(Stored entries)
____________________
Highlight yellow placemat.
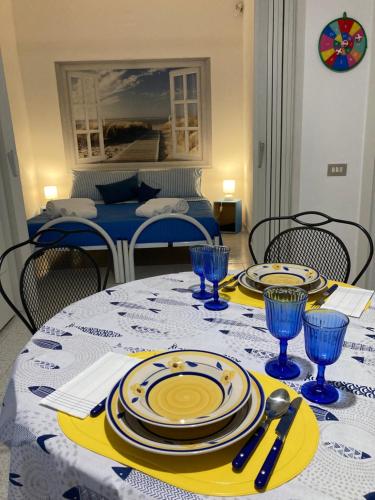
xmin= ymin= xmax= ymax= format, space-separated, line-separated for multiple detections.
xmin=220 ymin=279 xmax=355 ymax=310
xmin=58 ymin=352 xmax=319 ymax=496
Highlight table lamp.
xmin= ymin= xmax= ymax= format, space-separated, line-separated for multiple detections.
xmin=44 ymin=185 xmax=58 ymax=201
xmin=223 ymin=180 xmax=235 ymax=200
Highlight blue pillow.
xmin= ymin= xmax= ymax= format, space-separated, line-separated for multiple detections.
xmin=96 ymin=175 xmax=138 ymax=204
xmin=137 ymin=182 xmax=161 ymax=202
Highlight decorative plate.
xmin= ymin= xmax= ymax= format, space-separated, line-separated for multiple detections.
xmin=246 ymin=263 xmax=319 ymax=288
xmin=319 ymin=12 xmax=367 ymax=72
xmin=238 ymin=272 xmax=328 ymax=296
xmin=119 ymin=350 xmax=251 ymax=428
xmin=106 ymin=372 xmax=265 ymax=456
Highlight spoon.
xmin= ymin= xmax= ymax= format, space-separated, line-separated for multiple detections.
xmin=232 ymin=388 xmax=290 ymax=471
xmin=221 ymin=282 xmax=238 ymax=292
xmin=219 ymin=271 xmax=243 ymax=292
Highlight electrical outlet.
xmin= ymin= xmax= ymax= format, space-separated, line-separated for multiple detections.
xmin=327 ymin=163 xmax=347 ymax=176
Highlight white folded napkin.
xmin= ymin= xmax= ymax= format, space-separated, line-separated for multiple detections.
xmin=39 ymin=352 xmax=139 ymax=418
xmin=321 ymin=285 xmax=374 ymax=318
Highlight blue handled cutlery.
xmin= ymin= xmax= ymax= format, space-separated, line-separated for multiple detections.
xmin=254 ymin=397 xmax=302 ymax=490
xmin=311 ymin=283 xmax=338 ymax=308
xmin=232 ymin=388 xmax=290 ymax=470
xmin=90 ymin=398 xmax=106 ymax=417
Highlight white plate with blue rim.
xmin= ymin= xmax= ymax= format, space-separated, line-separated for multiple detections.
xmin=106 ymin=372 xmax=265 ymax=456
xmin=246 ymin=263 xmax=320 ymax=290
xmin=239 ymin=271 xmax=328 ymax=295
xmin=118 ymin=350 xmax=252 ymax=428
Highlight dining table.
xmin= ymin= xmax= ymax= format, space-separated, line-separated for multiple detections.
xmin=1 ymin=271 xmax=375 ymax=500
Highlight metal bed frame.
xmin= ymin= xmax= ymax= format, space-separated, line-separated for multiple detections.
xmin=37 ymin=214 xmax=221 ymax=284
xmin=125 ymin=213 xmax=220 ymax=281
xmin=38 ymin=217 xmax=123 ymax=283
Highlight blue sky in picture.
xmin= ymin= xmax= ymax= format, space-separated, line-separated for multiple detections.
xmin=98 ymin=68 xmax=172 ymax=120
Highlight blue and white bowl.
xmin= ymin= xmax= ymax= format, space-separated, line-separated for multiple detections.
xmin=106 ymin=372 xmax=265 ymax=456
xmin=118 ymin=350 xmax=252 ymax=428
xmin=246 ymin=263 xmax=320 ymax=290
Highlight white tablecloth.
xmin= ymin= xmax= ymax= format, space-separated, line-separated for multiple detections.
xmin=1 ymin=272 xmax=375 ymax=500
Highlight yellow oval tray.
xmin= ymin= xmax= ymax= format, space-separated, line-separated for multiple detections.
xmin=58 ymin=352 xmax=319 ymax=496
xmin=220 ymin=279 xmax=356 ymax=310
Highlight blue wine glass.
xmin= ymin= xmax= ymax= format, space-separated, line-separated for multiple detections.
xmin=189 ymin=245 xmax=213 ymax=300
xmin=203 ymin=245 xmax=230 ymax=311
xmin=263 ymin=286 xmax=308 ymax=380
xmin=301 ymin=309 xmax=349 ymax=404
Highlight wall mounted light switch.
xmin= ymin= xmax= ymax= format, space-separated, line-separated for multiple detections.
xmin=327 ymin=163 xmax=347 ymax=176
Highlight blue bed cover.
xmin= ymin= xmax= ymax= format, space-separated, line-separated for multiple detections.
xmin=27 ymin=200 xmax=221 ymax=246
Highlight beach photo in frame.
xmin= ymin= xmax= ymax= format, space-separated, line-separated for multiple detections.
xmin=56 ymin=59 xmax=211 ymax=169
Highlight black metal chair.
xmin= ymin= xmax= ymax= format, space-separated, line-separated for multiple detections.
xmin=0 ymin=228 xmax=113 ymax=334
xmin=248 ymin=211 xmax=374 ymax=285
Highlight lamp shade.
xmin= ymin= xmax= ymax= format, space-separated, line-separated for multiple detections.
xmin=223 ymin=179 xmax=235 ymax=195
xmin=44 ymin=185 xmax=58 ymax=201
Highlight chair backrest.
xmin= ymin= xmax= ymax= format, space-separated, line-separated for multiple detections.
xmin=127 ymin=213 xmax=213 ymax=281
xmin=248 ymin=211 xmax=374 ymax=285
xmin=0 ymin=228 xmax=112 ymax=334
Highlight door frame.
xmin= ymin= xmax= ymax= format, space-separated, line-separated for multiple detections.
xmin=251 ymin=0 xmax=298 ymax=262
xmin=0 ymin=53 xmax=29 ymax=313
xmin=367 ymin=163 xmax=375 ymax=288
xmin=358 ymin=22 xmax=375 ymax=288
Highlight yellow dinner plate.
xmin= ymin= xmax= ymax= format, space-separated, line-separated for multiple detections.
xmin=246 ymin=263 xmax=320 ymax=289
xmin=239 ymin=272 xmax=328 ymax=296
xmin=107 ymin=371 xmax=265 ymax=455
xmin=118 ymin=350 xmax=252 ymax=428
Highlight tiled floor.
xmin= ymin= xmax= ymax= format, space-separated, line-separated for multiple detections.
xmin=0 ymin=230 xmax=250 ymax=498
xmin=224 ymin=231 xmax=251 ymax=271
xmin=134 ymin=231 xmax=251 ymax=279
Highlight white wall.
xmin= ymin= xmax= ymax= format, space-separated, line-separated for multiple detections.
xmin=9 ymin=0 xmax=247 ymax=208
xmin=297 ymin=0 xmax=374 ymax=282
xmin=0 ymin=0 xmax=39 ymax=217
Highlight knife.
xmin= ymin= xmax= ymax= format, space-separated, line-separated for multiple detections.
xmin=311 ymin=283 xmax=338 ymax=308
xmin=254 ymin=397 xmax=302 ymax=490
xmin=90 ymin=398 xmax=106 ymax=417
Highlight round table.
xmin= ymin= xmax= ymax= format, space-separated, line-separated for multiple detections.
xmin=1 ymin=272 xmax=375 ymax=499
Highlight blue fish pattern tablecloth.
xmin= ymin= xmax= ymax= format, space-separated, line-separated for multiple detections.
xmin=1 ymin=272 xmax=375 ymax=500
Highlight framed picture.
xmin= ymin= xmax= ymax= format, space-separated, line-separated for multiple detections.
xmin=56 ymin=58 xmax=211 ymax=170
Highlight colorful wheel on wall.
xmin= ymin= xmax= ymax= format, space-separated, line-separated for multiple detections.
xmin=318 ymin=12 xmax=367 ymax=72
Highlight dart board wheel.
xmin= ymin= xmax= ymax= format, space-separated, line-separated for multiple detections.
xmin=318 ymin=12 xmax=367 ymax=72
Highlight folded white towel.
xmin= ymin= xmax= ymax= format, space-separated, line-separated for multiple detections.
xmin=46 ymin=198 xmax=97 ymax=219
xmin=39 ymin=352 xmax=139 ymax=418
xmin=135 ymin=198 xmax=189 ymax=218
xmin=59 ymin=206 xmax=98 ymax=218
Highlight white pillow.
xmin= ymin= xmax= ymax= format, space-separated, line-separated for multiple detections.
xmin=138 ymin=168 xmax=202 ymax=198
____________________
## ABOUT THIS TASK
Search the data for the string "wall". List each line that has it.

## OUTPUT FOR THIS EXERCISE
Highlight wall mounted light switch.
Highlight white wall.
Highlight colorful wheel on wall.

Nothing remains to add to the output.